DIRECTIONS:
(A) Reproduce the part of the opinion piece on American schools below, word for word, from "Many schools are" to "Peters, a junior.".
(B) Pick up the opinion piece on American schools below where it stops, and write the sentences that would come next.

DOCUMENT PASSAGE:
Start

Opinion: How schools are failing America’s youth and how to stop it

Opinion: How schools are failing America’s youth and how to stop it

In 2011, a McKinsey consulting firm report concluded that a little over half of the college graduates were unemployed, and out of the remaining graduates who had jobs, 48 percent of them were currently in work that requires less than a four-year degree.

With statistics like this behind the questionable success of education, one has to wonder why America hasn’t pushed for change.

Ever since the Industrial Revolution in the 1800s, the world’s economy, society, and technology has surged forward at a rate than man has never seen before. Yet with all these advancements to better the world, America’s school system has generally stayed the same.

In the mid-1800s, when more kids began flooding in schools, the design of education began to be restructured.

A student would be given a certain amount of time to complete a specific number of assignments, only to be followed by a bell, signaling them to a different class or station. This system is almost identical to the one that dictates factory work.

The age of metal is over. American citizens no longer line up to work in factories. The age of tech has begun and with it, a surge of creative thought and innovation. Despite this, America’s school systems remain in the past.

Many schools are preparing students for work at base level jobs in a variety of massive corporations.

When students are in class, they sit at a small wooden desk, surrounded by rows of other small desks and students on either side of them. They work on overly complicated problems that seem to ask them everything but the big picture.

They spend countless hours cramming their brains with fact after the fact until the only reason they continue to work is because of the survival like an instinct inside them caused by competition.

“Usually, when I do my homework, I’m just turning my brain off, and like, okay, do this thing, do this thing, and do this thing,” said Nate Peters, a junior.

Students’ minds are being trained for high demand, entry-level jobs in society. Student work is designed to ask direct, one answer questions that don’t even require them to use critical thinking. Even their environment is plainly organized to resemble those of entry-level jobs, and when they leave, there is always someone else ready to take their place.

End

DATASET EXTRACT:
Start

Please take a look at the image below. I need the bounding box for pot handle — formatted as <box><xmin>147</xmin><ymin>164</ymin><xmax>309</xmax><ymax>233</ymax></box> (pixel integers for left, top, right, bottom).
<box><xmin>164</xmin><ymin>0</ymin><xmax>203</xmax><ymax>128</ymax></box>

End

ANSWERS TO THE PROBLEMS:
(A)
Many schools are preparing students for work at base level jobs in a variety of massive corporations.

When students are in class, they sit at a small wooden desk, surrounded by rows of other small desks and students on either side of them. They work on overly complicated problems that seem to ask them everything but the big picture.

They spend countless hours cramming their brains with fact after the fact until the only reason they continue to work is because of the survival like an instinct inside them caused by competition.

“Usually, when I do my homework, I’m just turning my brain off, and like, okay, do this thing, do this thing, and do this thing,” said Nate Peters, a junior.

(B)
Soon technology will start to take on the jobs that schools so vigorously prepare their students for. Computers can already learn, calculate, and perform much faster than humans, according to Professor Shlomo Maital of the Israel Institute of Technology in an interview with Time Magazine. Despite this, computers still lack the capability to use true creativity.

According to students, schools do not teach them those few superior skills they have over the computers that are destined to take on jobs in the future, they teach them facts.

“The entity of school is assessing what you memorize,” Peters said.

Other students also express similar sentiments.

“Most people aren’t going to have to know how many valence electrons there are in any given element,” said Emma Price, a sophomore. 

Schools teach you fact, not knowledge.

Schools need to ask themselves “what’s relevant, what’s not, and how much is too much,” said Jaime Garcia De Alba, a teacher who has been at Carlmont for 15 years.

More and more often, students are losing interest in school because of its lack of relevance to their future.

“I don’t really care what happens, I just know I have to go [to school]. Sometimes you’ll learn an important skill, but most days you’ll find yourself never using the stuff you learn,” said Jon Standlee, a sophomore.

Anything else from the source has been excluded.